THE TASK: Output the data below exactly, images excluded.

EXERCISE INPUT:
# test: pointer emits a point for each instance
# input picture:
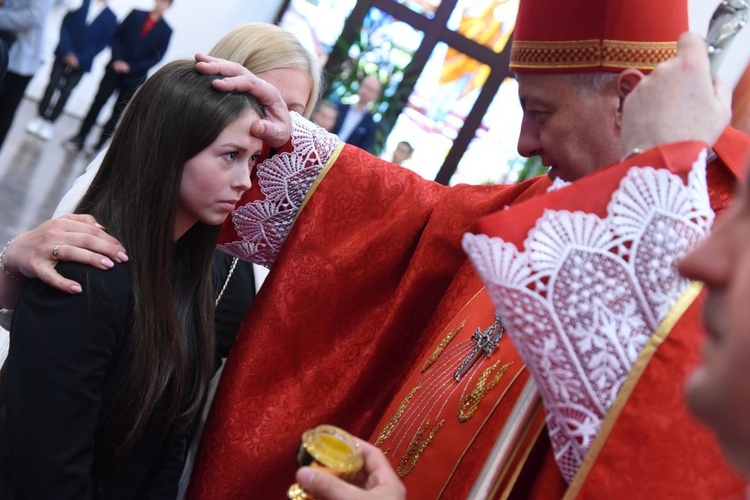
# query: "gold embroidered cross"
(486, 343)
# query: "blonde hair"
(262, 47)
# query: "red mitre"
(577, 36)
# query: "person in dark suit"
(83, 34)
(104, 407)
(139, 43)
(3, 59)
(355, 123)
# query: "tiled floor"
(35, 174)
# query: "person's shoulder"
(115, 282)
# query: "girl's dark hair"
(173, 116)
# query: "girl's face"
(214, 180)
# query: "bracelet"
(632, 152)
(2, 264)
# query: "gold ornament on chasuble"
(449, 396)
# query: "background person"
(25, 55)
(403, 152)
(355, 123)
(83, 34)
(717, 391)
(325, 114)
(139, 43)
(113, 395)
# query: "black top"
(234, 303)
(68, 358)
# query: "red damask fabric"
(340, 318)
(367, 283)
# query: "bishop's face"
(574, 131)
(718, 391)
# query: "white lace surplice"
(585, 294)
(284, 180)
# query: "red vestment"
(371, 277)
(340, 318)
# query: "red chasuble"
(341, 317)
(363, 322)
(647, 444)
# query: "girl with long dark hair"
(101, 406)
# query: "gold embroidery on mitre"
(416, 447)
(396, 417)
(469, 403)
(441, 347)
(590, 53)
(643, 55)
(572, 54)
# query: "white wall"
(197, 25)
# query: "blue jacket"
(85, 41)
(140, 54)
(363, 134)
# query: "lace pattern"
(583, 298)
(284, 180)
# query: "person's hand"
(376, 481)
(677, 102)
(71, 60)
(276, 128)
(78, 238)
(121, 67)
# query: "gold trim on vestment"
(331, 160)
(577, 54)
(659, 336)
(479, 429)
(519, 466)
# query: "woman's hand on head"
(78, 238)
(276, 128)
(376, 481)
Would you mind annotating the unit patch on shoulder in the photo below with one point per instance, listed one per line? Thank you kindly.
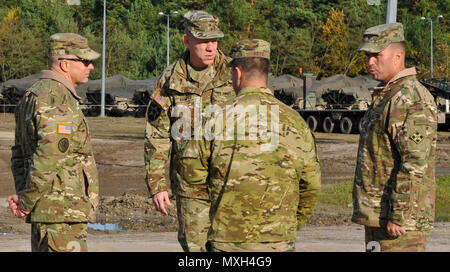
(417, 137)
(63, 145)
(64, 129)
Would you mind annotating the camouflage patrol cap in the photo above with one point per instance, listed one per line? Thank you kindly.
(202, 25)
(71, 44)
(379, 37)
(251, 48)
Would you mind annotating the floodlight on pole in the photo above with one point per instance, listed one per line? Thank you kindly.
(431, 41)
(168, 41)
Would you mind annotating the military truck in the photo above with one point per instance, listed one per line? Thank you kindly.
(439, 88)
(122, 96)
(334, 104)
(338, 103)
(11, 91)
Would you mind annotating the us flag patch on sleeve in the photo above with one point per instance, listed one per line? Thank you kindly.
(64, 129)
(161, 100)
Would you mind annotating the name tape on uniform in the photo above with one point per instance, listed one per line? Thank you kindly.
(161, 100)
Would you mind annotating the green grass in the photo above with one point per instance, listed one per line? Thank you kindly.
(338, 198)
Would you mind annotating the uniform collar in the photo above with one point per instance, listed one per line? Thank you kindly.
(49, 74)
(248, 90)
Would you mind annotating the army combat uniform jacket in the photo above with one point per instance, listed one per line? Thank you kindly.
(53, 165)
(174, 116)
(395, 171)
(262, 189)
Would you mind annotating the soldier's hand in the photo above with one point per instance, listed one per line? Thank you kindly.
(13, 201)
(395, 230)
(159, 201)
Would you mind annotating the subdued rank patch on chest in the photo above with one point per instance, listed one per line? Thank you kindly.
(63, 145)
(161, 100)
(417, 137)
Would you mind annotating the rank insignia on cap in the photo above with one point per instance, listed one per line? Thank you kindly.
(63, 145)
(161, 100)
(64, 129)
(417, 137)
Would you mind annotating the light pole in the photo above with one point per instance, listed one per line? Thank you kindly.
(431, 41)
(102, 98)
(168, 18)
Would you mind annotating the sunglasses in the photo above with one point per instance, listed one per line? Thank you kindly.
(84, 61)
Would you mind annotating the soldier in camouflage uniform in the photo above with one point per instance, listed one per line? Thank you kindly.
(54, 170)
(394, 186)
(200, 77)
(262, 172)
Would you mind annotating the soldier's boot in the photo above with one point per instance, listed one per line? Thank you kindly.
(62, 237)
(377, 239)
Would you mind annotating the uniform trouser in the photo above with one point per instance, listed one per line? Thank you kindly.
(193, 223)
(60, 237)
(377, 239)
(249, 247)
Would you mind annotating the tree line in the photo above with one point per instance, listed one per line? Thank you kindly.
(321, 36)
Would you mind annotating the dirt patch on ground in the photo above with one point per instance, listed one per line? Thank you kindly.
(118, 149)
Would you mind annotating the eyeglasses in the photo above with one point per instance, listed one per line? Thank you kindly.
(84, 61)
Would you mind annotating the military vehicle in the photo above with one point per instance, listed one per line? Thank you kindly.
(334, 104)
(338, 103)
(123, 96)
(11, 91)
(439, 88)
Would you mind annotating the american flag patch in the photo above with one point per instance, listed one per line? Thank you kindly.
(64, 129)
(161, 100)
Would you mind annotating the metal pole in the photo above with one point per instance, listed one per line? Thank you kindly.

WRITTEN RESPONSE:
# test: pointer emits a point for each instance
# input picture:
# query: "gold embroidered cross"
(486, 343)
# query: "blonde hair"
(262, 47)
# query: "red mitre"
(577, 36)
# query: "person in dark suit"
(83, 34)
(104, 407)
(139, 43)
(3, 59)
(355, 123)
# query: "tiled floor"
(35, 174)
# query: "person's shoulder"
(115, 282)
# query: "girl's dark hair"
(173, 116)
# query: "girl's face"
(214, 180)
# query: "bracelet"
(632, 152)
(2, 264)
# query: "gold ornament on chasuble"
(449, 396)
# query: "background person"
(25, 55)
(403, 152)
(355, 123)
(83, 34)
(717, 391)
(325, 114)
(139, 43)
(113, 395)
# query: "black top"
(234, 303)
(68, 358)
# query: "red damask fabric"
(340, 318)
(367, 283)
# query: "bishop's face"
(574, 131)
(718, 391)
# query: "white lace surplice"
(585, 294)
(284, 180)
# query: "red vestment"
(371, 277)
(340, 318)
# query: "red chasuble"
(341, 317)
(363, 322)
(647, 444)
# query: "girl with long dark hair"
(101, 406)
# query: "gold embroidery on mitre"
(416, 447)
(396, 417)
(469, 403)
(441, 347)
(590, 53)
(643, 55)
(572, 54)
# query: "white wall"
(197, 25)
# query: "blue jacket"
(85, 41)
(140, 54)
(363, 134)
# query: "lace pattern"
(583, 298)
(284, 180)
# query: "person's hand"
(376, 481)
(677, 102)
(71, 60)
(276, 128)
(78, 238)
(121, 67)
# query: "gold trim on vestment"
(331, 160)
(577, 54)
(659, 336)
(479, 429)
(519, 466)
# query: "woman's hand on head"
(78, 238)
(276, 128)
(376, 481)
Would you mind annotating the unit patch on shoulder in the photo below with one point per instance, listed one per line? Thank you kindly.
(417, 137)
(63, 145)
(64, 129)
Would you mind annotating the camouflage patrol cap in the photo above with one point per instance, listed one per line? Thank you kindly.
(202, 25)
(71, 44)
(379, 37)
(251, 48)
Would you mind annotating the floodlight on pole in the photo above with one point per instance, listed one per line? Thank you kindly.
(431, 41)
(168, 41)
Would you mind annotating the military truck in the photo above with one point per instance, listed one per line? Thank you kindly.
(439, 88)
(122, 96)
(334, 104)
(338, 103)
(11, 91)
Would you mind annotating the us flag patch on sleeve in the photo above with one point per instance, listed one per line? Thank you kindly.
(64, 129)
(161, 100)
Would you mind annotating the name tape on uniform in the photo above with one point per instance, listed one per line? Thank you kindly.
(161, 100)
Would you mind annotating the green grass in the photo above with one point per instance, listed one per line? Thank you kindly.
(338, 198)
Would you mind annotating the uniform collar in the photo above with one point per instance, listed one per line? Thank you kindly.
(49, 74)
(248, 90)
Would you mind annotating the army combat uniform jacket in the photo above with one point per instance, listed one per line? Thank you kindly.
(53, 165)
(174, 116)
(395, 171)
(262, 189)
Would you mind annotating the soldier's hand in the photo above with one point per instance, listed one per line? Thank you kindly.
(13, 201)
(395, 230)
(159, 201)
Would you mind annotating the subdued rank patch on chest in the photo above with one point per instance, listed one per line? Thank you kindly.
(63, 145)
(161, 100)
(417, 137)
Would you mind annotating the rank insignia on cap in the photo above with one point per instance, listed one per line? Thank you kindly.
(63, 145)
(161, 100)
(64, 129)
(417, 137)
Would you mind annotating the light pole in the photo above with one point per instance, listed one per line? Thank you kindly.
(431, 41)
(102, 98)
(168, 18)
Would you mind annotating the sunglasses in the photo above with one point per instance, listed one per line? Thank you kindly.
(84, 61)
Would you mind annotating the soldier in camouflage uniform in the photo above with one point per instance, listed one per line? Thank you kindly.
(54, 170)
(394, 186)
(200, 77)
(262, 172)
Would you mind annotating the soldier's boot in the photo above with one point per instance, listed one per line? Thank you kindly.
(62, 237)
(377, 239)
Would you mind annotating the uniform trouser in the photo above with one point per instance, listed one per line? Thank you kindly.
(193, 223)
(60, 237)
(377, 239)
(249, 247)
Would you mind annotating the tree line in the photo above with one point per instance, listed one per line? Thank you kindly.
(321, 36)
Would you mind annotating the dirt patch on ground in the photo above with one point per instance, listed one per line? Thank you kindly.
(118, 149)
Would you mind annotating the eyeglasses in the photo above with one point per instance, listed one per line? Thank you kindly.
(84, 61)
Would you mind annotating the military vehicle in the photo above with one point per instance, listed one per line? Thank you kindly.
(334, 104)
(338, 103)
(123, 96)
(11, 91)
(439, 88)
Would you mind annotating the american flag patch in the photo above with one point per instance, listed one per line? Thank you kindly.
(64, 129)
(161, 100)
Would you mind annotating the metal pole in the photo above with one point per instance, listed one per line? Thank you kindly.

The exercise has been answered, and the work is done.